- _Exercise brief_:
Answer these questions from the text about losing a child:
1. How old was the son when he died?
2. What is the school giving him in May?
3. How long has the writer of the second post been reading the site?

- _Text provided_:
== Segment start ==

I am so sorry about your daughter, to watch my child die and couldn't do anything about it how awfu that must have felt. I don't know how you feel about others surviving cancer but i can relate when i hear about others surviving these rollover cars cars smashed into and my 17 year old baby boy died on impact because of the mazda pickup buckled under his seat and smashed him into the steerling wheel, he had his seat belt on and air bair went off, I just don't undertand any of this tomorrow my baby would have turned 18 i am haing him a memorial and in May he would have graduated the school is giving him a special graduation, I see people who kill or steal and they live another day and then our children get killed or die or cancer who really wanted to make something of themselves, as they say only the good die young I really hate the expression but it seems to be true.
I have been reading this site for a year now and have finally decided to share my own story. You all sound like very compassionate people and I wish we could have met under better circumstances but we all have a common "link" in our lives and hopefully we can help each other by "just being here" for each other.

== Segment end ==

[Collected data]
== Segment start ==

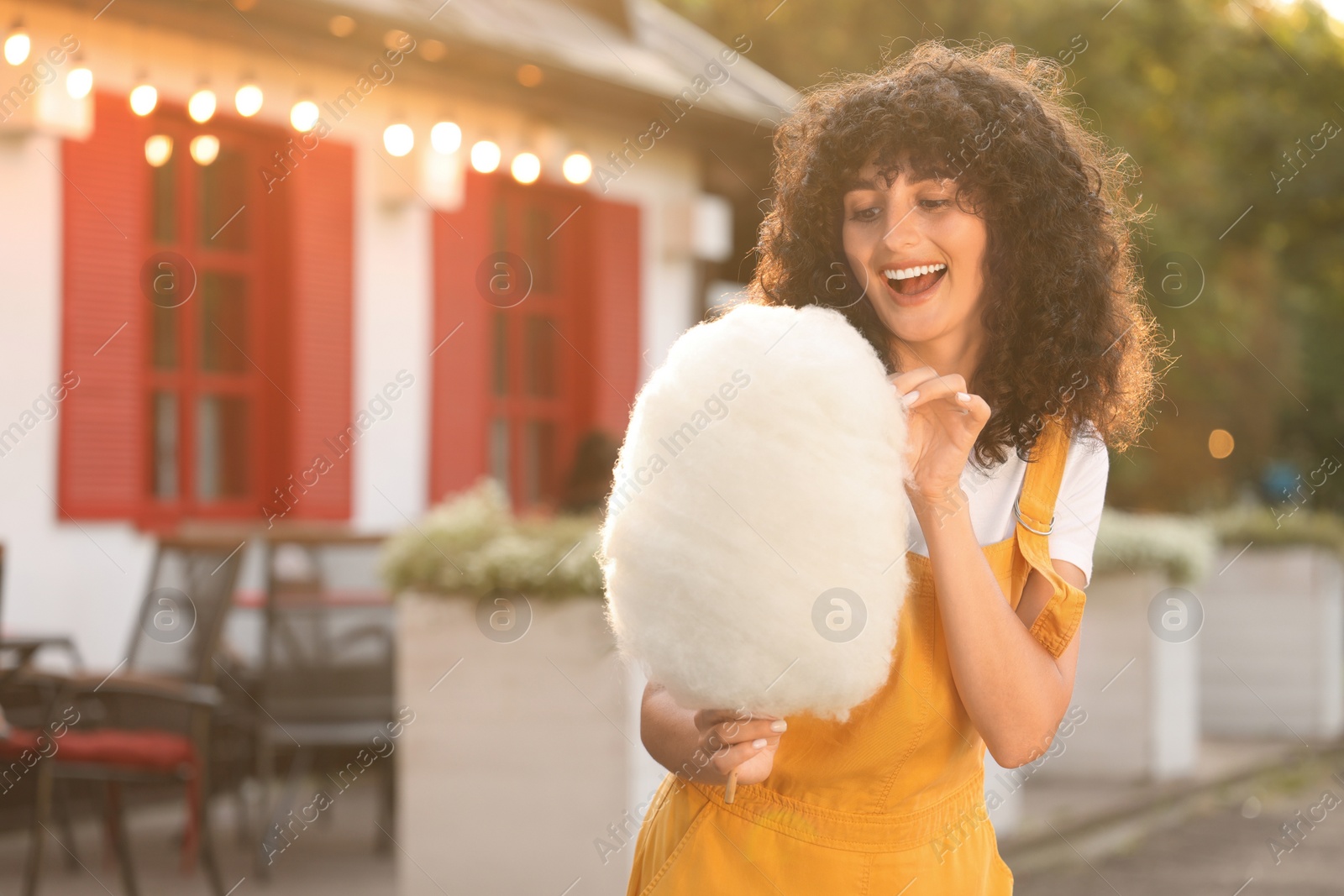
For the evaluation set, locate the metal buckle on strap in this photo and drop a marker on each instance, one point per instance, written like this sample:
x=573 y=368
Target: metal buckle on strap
x=1026 y=526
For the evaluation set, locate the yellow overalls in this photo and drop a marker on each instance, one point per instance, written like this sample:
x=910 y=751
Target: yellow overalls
x=890 y=802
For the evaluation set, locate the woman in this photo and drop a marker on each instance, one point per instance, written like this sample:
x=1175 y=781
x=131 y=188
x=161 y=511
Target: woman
x=978 y=234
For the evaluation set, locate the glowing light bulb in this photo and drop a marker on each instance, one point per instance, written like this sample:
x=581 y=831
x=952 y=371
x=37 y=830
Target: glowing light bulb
x=577 y=168
x=486 y=156
x=526 y=168
x=248 y=101
x=445 y=137
x=17 y=47
x=143 y=100
x=205 y=149
x=304 y=116
x=202 y=107
x=398 y=139
x=78 y=82
x=159 y=149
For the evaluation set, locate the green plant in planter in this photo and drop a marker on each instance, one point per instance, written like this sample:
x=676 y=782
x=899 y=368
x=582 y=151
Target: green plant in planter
x=1242 y=524
x=1182 y=546
x=472 y=543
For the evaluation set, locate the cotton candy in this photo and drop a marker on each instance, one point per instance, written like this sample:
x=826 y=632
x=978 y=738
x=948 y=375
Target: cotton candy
x=753 y=546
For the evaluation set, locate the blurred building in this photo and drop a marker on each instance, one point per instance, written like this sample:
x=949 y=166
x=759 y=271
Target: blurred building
x=286 y=261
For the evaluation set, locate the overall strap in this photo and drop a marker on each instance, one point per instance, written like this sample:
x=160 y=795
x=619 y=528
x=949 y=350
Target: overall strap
x=1045 y=472
x=1059 y=618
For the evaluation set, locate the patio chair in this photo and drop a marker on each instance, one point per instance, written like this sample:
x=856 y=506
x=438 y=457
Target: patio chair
x=150 y=720
x=326 y=684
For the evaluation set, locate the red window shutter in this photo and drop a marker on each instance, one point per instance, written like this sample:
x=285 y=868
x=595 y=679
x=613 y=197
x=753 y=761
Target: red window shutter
x=101 y=459
x=320 y=191
x=616 y=313
x=606 y=335
x=460 y=367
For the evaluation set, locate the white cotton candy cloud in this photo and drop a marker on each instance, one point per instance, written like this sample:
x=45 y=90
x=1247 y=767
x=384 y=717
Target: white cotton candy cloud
x=753 y=544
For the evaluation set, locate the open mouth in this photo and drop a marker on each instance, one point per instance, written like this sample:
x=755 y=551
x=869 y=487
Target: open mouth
x=911 y=281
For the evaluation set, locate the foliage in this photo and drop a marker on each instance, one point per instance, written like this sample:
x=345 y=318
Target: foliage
x=1180 y=546
x=1265 y=527
x=472 y=543
x=1220 y=103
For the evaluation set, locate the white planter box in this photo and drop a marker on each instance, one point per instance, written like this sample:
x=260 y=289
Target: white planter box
x=519 y=759
x=1140 y=694
x=1273 y=645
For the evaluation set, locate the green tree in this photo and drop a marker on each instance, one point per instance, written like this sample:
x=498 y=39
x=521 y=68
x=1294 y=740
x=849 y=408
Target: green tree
x=1226 y=107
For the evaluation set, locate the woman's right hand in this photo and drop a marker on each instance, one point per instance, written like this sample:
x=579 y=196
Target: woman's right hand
x=746 y=743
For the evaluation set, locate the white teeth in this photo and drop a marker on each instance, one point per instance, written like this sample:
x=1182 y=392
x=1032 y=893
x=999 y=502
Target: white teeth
x=913 y=271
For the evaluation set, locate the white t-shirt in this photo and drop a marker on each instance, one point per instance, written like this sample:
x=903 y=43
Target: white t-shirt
x=1082 y=490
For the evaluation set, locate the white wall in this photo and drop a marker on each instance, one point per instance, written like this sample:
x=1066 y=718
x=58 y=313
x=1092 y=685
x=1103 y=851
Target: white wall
x=393 y=332
x=87 y=578
x=81 y=579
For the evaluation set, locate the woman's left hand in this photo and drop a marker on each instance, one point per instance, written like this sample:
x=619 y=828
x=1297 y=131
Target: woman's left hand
x=942 y=425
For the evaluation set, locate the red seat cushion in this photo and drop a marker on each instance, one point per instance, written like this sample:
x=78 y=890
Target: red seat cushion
x=145 y=750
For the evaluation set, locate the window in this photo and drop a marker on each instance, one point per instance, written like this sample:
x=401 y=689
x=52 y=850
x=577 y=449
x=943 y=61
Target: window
x=206 y=390
x=533 y=379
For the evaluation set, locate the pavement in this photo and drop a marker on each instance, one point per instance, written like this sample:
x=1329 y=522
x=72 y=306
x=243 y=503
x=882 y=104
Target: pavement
x=333 y=857
x=1233 y=846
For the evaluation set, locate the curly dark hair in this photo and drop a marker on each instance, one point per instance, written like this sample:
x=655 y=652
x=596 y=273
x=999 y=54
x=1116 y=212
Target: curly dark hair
x=1068 y=335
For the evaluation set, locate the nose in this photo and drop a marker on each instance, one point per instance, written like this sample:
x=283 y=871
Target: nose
x=902 y=228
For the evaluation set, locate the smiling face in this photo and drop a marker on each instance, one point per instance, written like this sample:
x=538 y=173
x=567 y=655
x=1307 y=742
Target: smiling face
x=918 y=255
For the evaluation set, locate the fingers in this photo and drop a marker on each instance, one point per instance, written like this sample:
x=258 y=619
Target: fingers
x=736 y=732
x=730 y=758
x=922 y=379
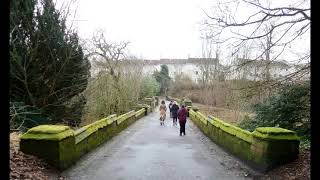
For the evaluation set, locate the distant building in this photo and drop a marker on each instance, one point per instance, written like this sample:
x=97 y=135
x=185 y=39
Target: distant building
x=242 y=68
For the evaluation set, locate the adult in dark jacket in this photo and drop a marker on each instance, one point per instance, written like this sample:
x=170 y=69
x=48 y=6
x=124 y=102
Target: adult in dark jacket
x=182 y=116
x=174 y=110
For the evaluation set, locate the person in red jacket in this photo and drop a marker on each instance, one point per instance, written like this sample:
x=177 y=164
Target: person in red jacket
x=182 y=116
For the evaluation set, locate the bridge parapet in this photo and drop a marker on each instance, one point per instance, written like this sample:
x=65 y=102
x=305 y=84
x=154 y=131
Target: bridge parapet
x=262 y=149
x=62 y=146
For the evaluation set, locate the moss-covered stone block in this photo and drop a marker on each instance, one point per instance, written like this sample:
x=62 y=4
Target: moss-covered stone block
x=262 y=149
x=187 y=102
x=55 y=144
x=273 y=146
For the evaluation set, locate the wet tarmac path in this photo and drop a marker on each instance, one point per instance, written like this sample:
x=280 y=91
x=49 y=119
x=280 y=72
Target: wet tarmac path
x=148 y=151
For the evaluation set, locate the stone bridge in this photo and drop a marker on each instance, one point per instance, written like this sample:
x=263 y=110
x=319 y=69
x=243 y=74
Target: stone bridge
x=135 y=146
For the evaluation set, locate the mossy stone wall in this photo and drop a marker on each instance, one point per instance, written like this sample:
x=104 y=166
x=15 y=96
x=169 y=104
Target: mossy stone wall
x=263 y=149
x=61 y=146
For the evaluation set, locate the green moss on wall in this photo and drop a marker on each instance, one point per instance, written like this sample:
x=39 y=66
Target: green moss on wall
x=50 y=137
x=60 y=146
x=48 y=129
x=263 y=149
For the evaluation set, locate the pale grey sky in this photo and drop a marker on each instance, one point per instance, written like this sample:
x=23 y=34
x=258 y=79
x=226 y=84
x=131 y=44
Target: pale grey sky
x=155 y=28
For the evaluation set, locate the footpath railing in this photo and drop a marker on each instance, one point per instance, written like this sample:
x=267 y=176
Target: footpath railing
x=262 y=149
x=61 y=146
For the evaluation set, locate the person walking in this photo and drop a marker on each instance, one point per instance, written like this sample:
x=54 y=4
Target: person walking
x=170 y=106
x=182 y=116
x=174 y=110
x=162 y=110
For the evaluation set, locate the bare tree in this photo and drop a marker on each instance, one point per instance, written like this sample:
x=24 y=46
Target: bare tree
x=277 y=27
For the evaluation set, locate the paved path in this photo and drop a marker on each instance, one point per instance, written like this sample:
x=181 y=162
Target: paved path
x=147 y=151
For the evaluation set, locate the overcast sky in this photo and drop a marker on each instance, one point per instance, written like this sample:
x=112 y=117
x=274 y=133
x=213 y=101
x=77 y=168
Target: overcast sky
x=155 y=28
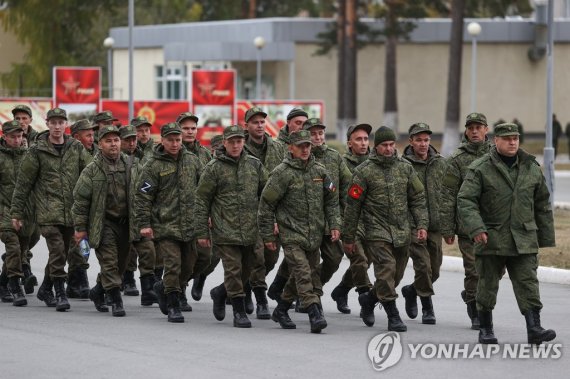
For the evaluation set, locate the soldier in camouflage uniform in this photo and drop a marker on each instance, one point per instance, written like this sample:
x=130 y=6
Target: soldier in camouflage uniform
x=475 y=145
x=48 y=173
x=165 y=212
x=504 y=207
x=228 y=195
x=426 y=255
x=383 y=190
x=301 y=197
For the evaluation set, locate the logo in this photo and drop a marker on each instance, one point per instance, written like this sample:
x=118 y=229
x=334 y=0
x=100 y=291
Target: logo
x=385 y=350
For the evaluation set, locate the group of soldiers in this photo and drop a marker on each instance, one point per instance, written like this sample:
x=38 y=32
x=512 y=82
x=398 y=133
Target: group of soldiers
x=179 y=208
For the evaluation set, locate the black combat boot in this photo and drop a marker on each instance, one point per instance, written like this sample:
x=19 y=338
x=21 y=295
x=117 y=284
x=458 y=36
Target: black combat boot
x=281 y=316
x=219 y=296
x=316 y=318
x=198 y=287
x=62 y=303
x=395 y=323
x=428 y=315
x=97 y=296
x=29 y=281
x=367 y=302
x=129 y=284
x=411 y=296
x=486 y=333
x=340 y=296
x=240 y=316
x=17 y=293
x=117 y=307
x=262 y=309
x=536 y=334
x=148 y=296
x=174 y=314
x=45 y=292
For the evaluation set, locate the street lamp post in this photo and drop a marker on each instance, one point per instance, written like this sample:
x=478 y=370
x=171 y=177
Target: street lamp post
x=259 y=43
x=474 y=29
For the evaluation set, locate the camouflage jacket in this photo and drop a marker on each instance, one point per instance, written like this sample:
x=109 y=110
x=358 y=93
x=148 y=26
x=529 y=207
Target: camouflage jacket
x=90 y=194
x=383 y=191
x=166 y=195
x=50 y=178
x=431 y=173
x=298 y=196
x=228 y=194
x=512 y=205
x=455 y=172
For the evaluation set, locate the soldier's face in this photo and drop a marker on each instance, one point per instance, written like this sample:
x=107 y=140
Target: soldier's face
x=507 y=145
x=234 y=146
x=189 y=130
x=476 y=132
x=386 y=148
x=358 y=142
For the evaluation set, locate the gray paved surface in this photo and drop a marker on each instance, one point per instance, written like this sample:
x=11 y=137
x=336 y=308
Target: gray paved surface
x=37 y=342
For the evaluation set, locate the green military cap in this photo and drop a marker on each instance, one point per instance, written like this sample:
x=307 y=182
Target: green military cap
x=139 y=121
x=252 y=112
x=234 y=131
x=11 y=126
x=419 y=127
x=108 y=130
x=185 y=115
x=353 y=128
x=57 y=112
x=127 y=131
x=299 y=137
x=476 y=117
x=22 y=108
x=507 y=129
x=170 y=128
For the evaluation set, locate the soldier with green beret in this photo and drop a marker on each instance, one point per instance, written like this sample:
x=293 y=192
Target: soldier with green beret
x=504 y=207
x=475 y=145
x=228 y=195
x=383 y=191
x=301 y=198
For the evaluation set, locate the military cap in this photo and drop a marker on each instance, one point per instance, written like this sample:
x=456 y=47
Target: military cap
x=353 y=128
x=185 y=115
x=22 y=108
x=296 y=112
x=419 y=127
x=507 y=129
x=384 y=134
x=108 y=130
x=233 y=131
x=139 y=121
x=252 y=112
x=476 y=117
x=170 y=128
x=299 y=137
x=57 y=112
x=127 y=131
x=11 y=126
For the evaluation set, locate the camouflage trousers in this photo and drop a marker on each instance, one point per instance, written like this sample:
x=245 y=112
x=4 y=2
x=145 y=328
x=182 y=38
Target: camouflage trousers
x=522 y=272
x=237 y=261
x=389 y=266
x=471 y=276
x=304 y=282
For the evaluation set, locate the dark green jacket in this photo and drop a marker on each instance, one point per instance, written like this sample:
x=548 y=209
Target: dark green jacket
x=166 y=195
x=299 y=197
x=382 y=192
x=228 y=194
x=49 y=178
x=516 y=214
x=455 y=172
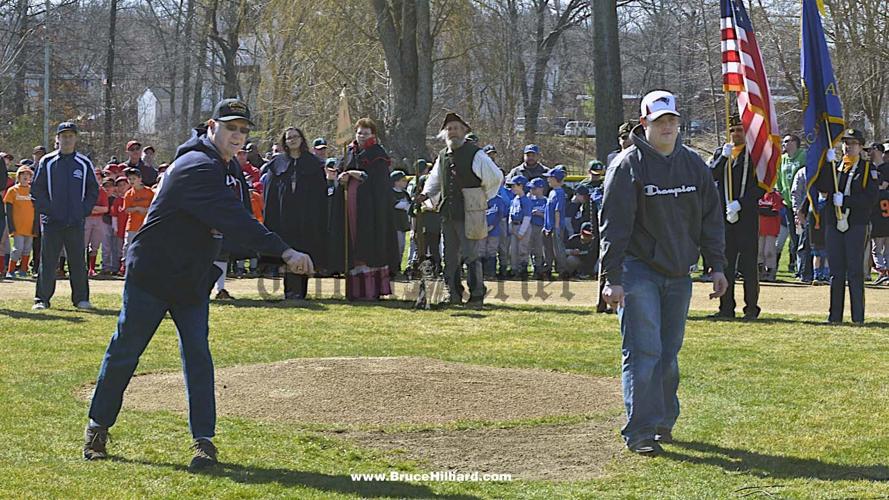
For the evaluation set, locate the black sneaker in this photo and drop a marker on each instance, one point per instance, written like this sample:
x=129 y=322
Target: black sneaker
x=663 y=436
x=475 y=303
x=450 y=301
x=94 y=441
x=722 y=315
x=646 y=447
x=204 y=455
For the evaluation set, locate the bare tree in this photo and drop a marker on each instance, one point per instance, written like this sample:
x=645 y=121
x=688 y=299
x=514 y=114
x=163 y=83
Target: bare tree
x=574 y=13
x=109 y=76
x=609 y=86
x=404 y=31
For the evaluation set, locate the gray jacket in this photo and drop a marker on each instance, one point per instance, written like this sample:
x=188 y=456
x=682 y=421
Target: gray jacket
x=798 y=190
x=661 y=210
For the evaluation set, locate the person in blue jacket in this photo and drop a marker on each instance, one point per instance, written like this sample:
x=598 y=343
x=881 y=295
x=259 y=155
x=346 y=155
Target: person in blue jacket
x=170 y=269
x=535 y=241
x=556 y=222
x=495 y=215
x=64 y=191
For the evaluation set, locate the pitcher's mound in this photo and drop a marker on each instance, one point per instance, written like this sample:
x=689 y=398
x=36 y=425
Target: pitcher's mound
x=364 y=398
x=378 y=392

== Segment end ==

- _Exercise answer_:
1. He was 17 years old.
2. A special graduation.
3. A year.